> _Set task_: Reproduce every row below word for word, but leave out the pictures.

> _Source data_:
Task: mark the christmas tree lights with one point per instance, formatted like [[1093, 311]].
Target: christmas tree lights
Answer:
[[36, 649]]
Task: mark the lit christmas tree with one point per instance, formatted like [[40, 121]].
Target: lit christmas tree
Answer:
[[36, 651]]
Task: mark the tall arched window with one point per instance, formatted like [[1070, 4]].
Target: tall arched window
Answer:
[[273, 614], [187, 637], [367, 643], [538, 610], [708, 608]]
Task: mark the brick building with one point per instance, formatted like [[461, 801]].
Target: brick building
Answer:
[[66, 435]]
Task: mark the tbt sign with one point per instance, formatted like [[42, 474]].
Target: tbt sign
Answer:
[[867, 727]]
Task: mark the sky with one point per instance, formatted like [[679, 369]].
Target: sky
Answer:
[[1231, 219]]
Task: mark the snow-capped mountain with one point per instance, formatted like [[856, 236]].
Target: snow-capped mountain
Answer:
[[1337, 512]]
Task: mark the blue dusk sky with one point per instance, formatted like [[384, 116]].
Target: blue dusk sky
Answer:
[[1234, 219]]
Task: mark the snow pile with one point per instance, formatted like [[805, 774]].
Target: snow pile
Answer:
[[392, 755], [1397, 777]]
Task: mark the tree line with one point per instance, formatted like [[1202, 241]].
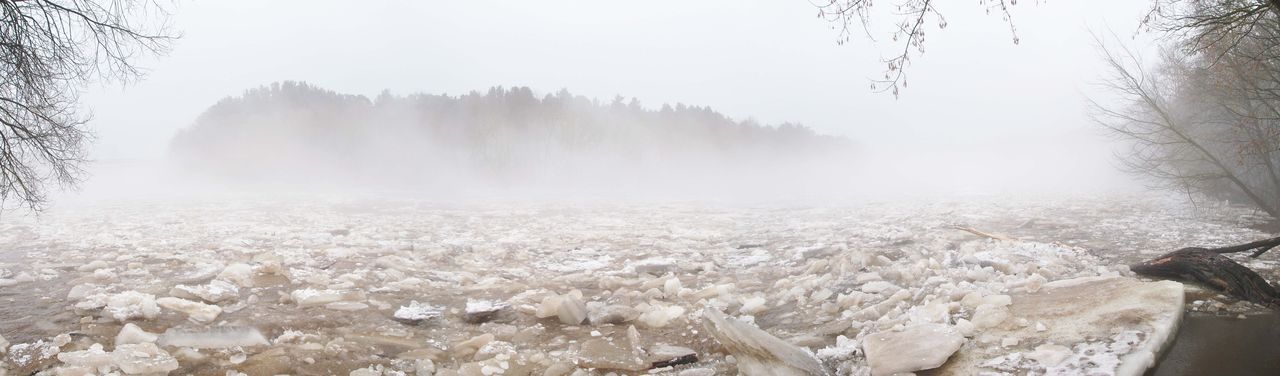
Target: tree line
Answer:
[[302, 132]]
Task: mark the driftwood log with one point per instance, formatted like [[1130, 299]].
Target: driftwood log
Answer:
[[1210, 267], [1206, 266]]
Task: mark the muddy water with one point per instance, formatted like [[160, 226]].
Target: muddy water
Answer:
[[1210, 344]]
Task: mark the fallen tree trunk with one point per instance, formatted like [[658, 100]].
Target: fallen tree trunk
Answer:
[[1206, 266], [1210, 267]]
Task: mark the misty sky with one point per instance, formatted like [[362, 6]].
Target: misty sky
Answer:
[[972, 95]]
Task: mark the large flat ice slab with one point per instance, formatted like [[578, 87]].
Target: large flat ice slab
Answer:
[[1106, 325]]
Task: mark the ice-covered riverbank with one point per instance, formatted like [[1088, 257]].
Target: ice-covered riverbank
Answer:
[[320, 287]]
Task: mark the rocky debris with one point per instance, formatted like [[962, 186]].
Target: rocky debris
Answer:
[[759, 353], [131, 305], [132, 334], [667, 356], [416, 313], [144, 358], [914, 348], [196, 311], [479, 311], [213, 338]]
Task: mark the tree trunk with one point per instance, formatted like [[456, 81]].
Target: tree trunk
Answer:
[[1210, 267]]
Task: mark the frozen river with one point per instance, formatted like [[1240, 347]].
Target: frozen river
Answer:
[[315, 285]]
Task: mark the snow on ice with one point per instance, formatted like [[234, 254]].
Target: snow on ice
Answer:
[[419, 288]]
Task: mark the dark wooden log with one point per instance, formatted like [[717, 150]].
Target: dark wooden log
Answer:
[[1210, 267]]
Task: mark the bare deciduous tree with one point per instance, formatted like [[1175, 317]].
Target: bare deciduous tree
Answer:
[[1206, 119], [49, 50], [915, 17]]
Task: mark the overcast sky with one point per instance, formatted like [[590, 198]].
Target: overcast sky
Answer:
[[973, 90]]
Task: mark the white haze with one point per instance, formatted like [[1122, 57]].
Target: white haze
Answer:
[[979, 115]]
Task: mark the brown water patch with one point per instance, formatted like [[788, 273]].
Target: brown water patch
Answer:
[[1208, 344]]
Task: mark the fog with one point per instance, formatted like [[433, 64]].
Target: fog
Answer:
[[668, 188], [979, 117]]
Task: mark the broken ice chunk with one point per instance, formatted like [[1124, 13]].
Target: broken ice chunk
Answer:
[[144, 358], [214, 292], [753, 305], [131, 305], [347, 306], [479, 311], [213, 338], [240, 274], [94, 357], [132, 334], [667, 356], [417, 312], [914, 348], [656, 266], [314, 297], [658, 315], [759, 353], [611, 354], [571, 311], [196, 311], [616, 313]]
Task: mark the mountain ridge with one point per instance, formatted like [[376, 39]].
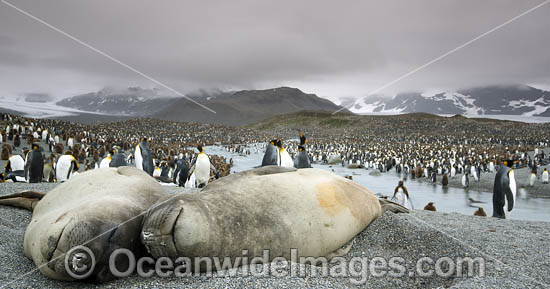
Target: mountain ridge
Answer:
[[488, 100]]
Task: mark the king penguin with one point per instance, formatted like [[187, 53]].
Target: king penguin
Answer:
[[106, 161], [66, 167], [301, 160], [182, 171], [271, 155], [284, 158], [34, 167], [201, 168], [504, 191], [144, 157], [465, 180], [118, 159], [533, 177], [15, 169]]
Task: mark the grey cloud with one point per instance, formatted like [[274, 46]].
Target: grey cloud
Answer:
[[334, 48]]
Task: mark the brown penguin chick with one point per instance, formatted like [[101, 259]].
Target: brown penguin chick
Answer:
[[5, 154], [430, 207], [480, 212], [30, 139], [59, 148], [17, 141], [101, 152], [445, 180]]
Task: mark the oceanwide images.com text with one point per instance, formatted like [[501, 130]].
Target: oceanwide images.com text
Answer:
[[80, 263]]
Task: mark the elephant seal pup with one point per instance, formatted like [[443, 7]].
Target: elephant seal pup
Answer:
[[100, 209], [276, 208]]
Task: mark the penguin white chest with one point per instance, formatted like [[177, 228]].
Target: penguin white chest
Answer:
[[105, 162], [138, 158], [202, 168], [286, 160]]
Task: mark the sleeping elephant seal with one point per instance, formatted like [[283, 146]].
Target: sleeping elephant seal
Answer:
[[276, 208], [101, 209]]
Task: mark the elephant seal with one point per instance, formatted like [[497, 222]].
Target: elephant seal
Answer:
[[276, 208], [101, 209]]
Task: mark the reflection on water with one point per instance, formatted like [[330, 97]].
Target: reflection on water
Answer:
[[445, 199]]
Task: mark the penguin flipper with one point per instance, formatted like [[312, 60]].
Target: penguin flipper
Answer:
[[25, 200], [388, 205]]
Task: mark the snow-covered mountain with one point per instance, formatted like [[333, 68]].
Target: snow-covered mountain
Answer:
[[491, 100], [133, 101], [232, 107]]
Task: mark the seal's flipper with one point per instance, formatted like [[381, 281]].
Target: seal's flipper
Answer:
[[269, 170], [392, 207], [26, 200], [341, 251]]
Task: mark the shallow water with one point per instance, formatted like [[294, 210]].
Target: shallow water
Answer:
[[445, 199]]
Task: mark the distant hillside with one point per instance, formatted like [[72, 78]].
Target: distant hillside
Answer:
[[133, 101], [246, 107], [491, 100], [340, 122], [232, 108]]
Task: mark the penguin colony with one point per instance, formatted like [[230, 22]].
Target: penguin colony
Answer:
[[420, 146], [36, 150]]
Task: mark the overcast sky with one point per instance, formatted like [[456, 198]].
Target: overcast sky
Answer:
[[332, 48]]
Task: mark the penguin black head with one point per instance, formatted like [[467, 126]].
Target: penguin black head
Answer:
[[279, 143], [303, 139]]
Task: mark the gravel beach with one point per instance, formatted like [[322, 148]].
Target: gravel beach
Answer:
[[514, 254]]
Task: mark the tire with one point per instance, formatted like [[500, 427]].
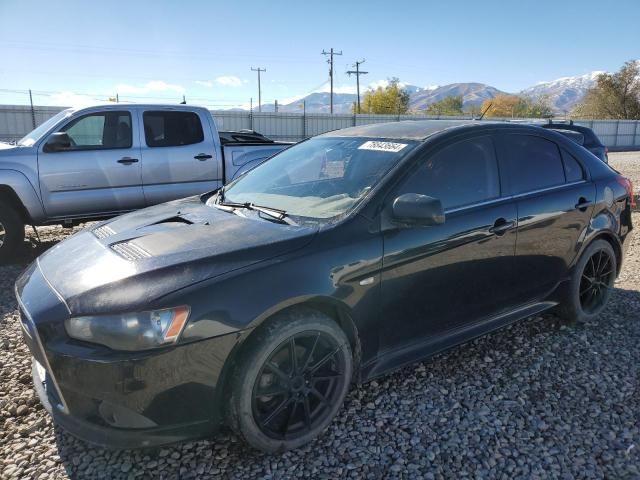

> _Finished answer_:
Task: mark the christmas tree lights with one point per instance, formatted like [[1093, 311]].
Target: christmas tree lights
Answer:
[[36, 649]]
Task: mark the lit christmas tree with one point per instance, formatted like [[40, 121]].
Target: lit christmas tree
Answer:
[[36, 651]]
Task: mark the tall arched window with one point per instance, formatted like [[1070, 4]].
Target: tall arched window
Answer:
[[273, 614], [187, 637], [367, 643], [538, 610], [708, 608]]
Task: mark the brick building with one point per instance, formatted like [[461, 801]].
Target: brick building
Answer:
[[66, 435]]
Task: mark the tbt sign with one point per instance, formatted like [[42, 474]].
Target: tbt sign
Answer:
[[867, 727]]
Task: mark the sky with one point per instance, formatted like [[679, 369]].
Target: sky
Answer:
[[1231, 219]]
Task: mark the snow-capped mountain with one point per instance, formatted like [[856, 236]].
Target: snow-capped mountain
Answer:
[[1337, 512]]
Task: mark the blue dusk sky with one point per instance, formatted like [[384, 116]].
Target: blue dusk sky
Answer:
[[1234, 219]]
Task: mark the snow pile with one point per instance, formatted like [[805, 774]].
Target: snow pile
Answer:
[[392, 755], [1397, 777]]
Task: mark the tree line with one point per instance, formatted like [[1202, 241]].
Target: tree line
Answer:
[[302, 132]]
Task: mark the driftwood log with one point per instance, formatted like [[1130, 299]].
Target: driftwood log
Answer:
[[1210, 267], [1206, 266]]
Task: mark the muddy water with one point per instance, formatted like [[160, 226]].
Target: muddy water
Answer:
[[1210, 344]]
Task: mark the fallen tree trunk with one point per instance, formatted like [[658, 100]].
Target: fallen tree trunk
Answer:
[[1206, 266], [1210, 267]]
Task: mark the misty sky with one point per instance, formatted like [[362, 6]].
Target: misty sky
Answer:
[[972, 95]]
Task: mark the large flat ice slab with one point per instance, formatted like [[578, 87]].
Target: large flat ice slab
Answer:
[[1106, 325]]
Task: mark the ice-covered riverbank with one point per instance, formatted like [[1088, 257]].
Target: ice-covered riverbank
Answer:
[[320, 287]]
Task: mark the rocky debris with one point per instance, formatted like [[962, 186]].
Target: rocky debris
Answer:
[[759, 353], [131, 305], [132, 334], [667, 356], [416, 313], [144, 358], [914, 348], [196, 311], [479, 311], [213, 338]]
Task: mark the tree trunk with one point per instance, formatted like [[456, 81]].
Target: tree trunk
Answer:
[[1210, 267]]
Task: mark the frozen river with one point per instance, formatted like [[1240, 347]].
Target: frozen river
Answer:
[[315, 285]]
Task: mark the snow on ice with one point per instance, formatted like [[234, 254]].
Target: snow on ice
Answer:
[[419, 288]]
Task: mark the dark wooden log with one point per instance, formatted like [[717, 150]].
Target: dark wooden log
Answer:
[[1210, 267]]
Task: mark the bare deciduous tree with one point per instance, formatted like [[1175, 317]].
Target: bare deciduous tree
Answer:
[[1206, 119], [49, 50], [915, 17]]
Task: mark the overcast sky with one point per instance, formatted like [[590, 198]].
Target: overcast sky
Answer:
[[973, 90]]
Task: mark the white haze with one point per instance, formatted like [[1122, 57]].
Target: white haze
Answer:
[[979, 115]]
Task: mark the brown water patch with one point per instance, formatted like [[788, 273]].
Target: brown water patch
Answer:
[[1208, 344]]
Task: mark the fog with one point per instance, formatted like [[433, 64]].
Target: fog
Answer:
[[668, 188], [979, 117]]
Task: mark the broken ice chunk with one point per instance, formatted like [[1124, 13]].
Target: broken ice chunk
Answer:
[[144, 358], [214, 292], [753, 305], [131, 305], [347, 306], [479, 311], [213, 338], [240, 274], [94, 357], [132, 334], [667, 356], [417, 312], [914, 348], [656, 266], [314, 297], [658, 315], [759, 353], [611, 354], [571, 311], [196, 311], [616, 313]]
Task: mark the mountain ridge with one point per instance, formatted like [[376, 39]].
Target: mountain ridge
Answer:
[[488, 100]]
Task: mark the king penguin with one point per instance, formatted like [[187, 53]].
Target: king penguin
Answer:
[[106, 161], [66, 167], [301, 160], [182, 171], [271, 155], [284, 158], [34, 167], [201, 168], [504, 191], [144, 157], [465, 180], [118, 159], [533, 177], [15, 169]]
Task: mark the grey cloud with one point per instance, formatted like [[274, 46]].
Target: grey cloud
Answer:
[[334, 48]]
Task: mark the brown penguin chick with one point per instance, formatted like [[101, 259]].
Target: brown penguin chick
Answer:
[[5, 154], [430, 207], [480, 212], [30, 139], [59, 148], [17, 141], [101, 152], [445, 180]]
Task: mark the oceanwide images.com text with one point per instance, formatted like [[501, 130]].
Target: oceanwide images.com text
Answer:
[[80, 263]]
Task: mark the elephant seal pup with one point per instance, formatted like [[443, 7]].
Target: elephant seal pup
Answer:
[[100, 209], [276, 208]]
Task: mark the penguin white chest with one point per instance, formatted like [[177, 228]].
Target: penguin white chest
Answer:
[[105, 162], [138, 158], [202, 168], [286, 160]]
Task: mark the sleeping elephant seal with one point per instance, formatted like [[283, 146]].
Target: sleeping elephant seal
Answer:
[[276, 208], [101, 209]]
Task: mark the elephant seal with one point per instance, formatted like [[497, 222]].
Target: elephant seal
Answer:
[[276, 208], [101, 209]]
Task: mark the reflection on water with one point per instance, formatted like [[330, 97]].
Target: reflection on water
Answer:
[[445, 199]]
Task: mark the penguin flipper with one point per instance, formatted like [[312, 60]].
Target: penguin flipper
Answer:
[[25, 200], [388, 205]]
Task: mark the snow-covered mountain with one point per instance, formatted like [[333, 68]].
Target: snow-covered mountain
Answer:
[[491, 100], [133, 101], [232, 107]]
Task: mark the seal's flipper with one point per instance, formatted like [[381, 281]].
Target: seal's flipper
Answer:
[[269, 170], [392, 207], [26, 200], [341, 251]]
Task: mark the shallow water with one point per instance, formatted like [[294, 210]].
Target: shallow water
Answer:
[[445, 199]]
Task: mark the distant hillside with one point per instance, formatted like [[72, 78]].
Target: distant hillside
Answer:
[[133, 101], [246, 107], [491, 100], [340, 122], [232, 108]]
Task: mark the penguin colony with one point per instance, formatted like [[230, 22]].
Target: penguin colony
Answer:
[[420, 146], [36, 150]]
Task: mark the overcast sky with one point per instance, formatted like [[456, 198]].
Target: overcast sky
Answer:
[[332, 48]]
Task: mark the penguin black head with one point per instance, formatted like [[467, 126]].
Target: penguin black head
Answer:
[[279, 143], [303, 139]]
Task: mark the gravel beach with one point per instance, formatted like [[322, 148]].
Target: gravel beach
Answer:
[[514, 254]]
Task: mark the tire with one point per instance, formatted like [[500, 427]].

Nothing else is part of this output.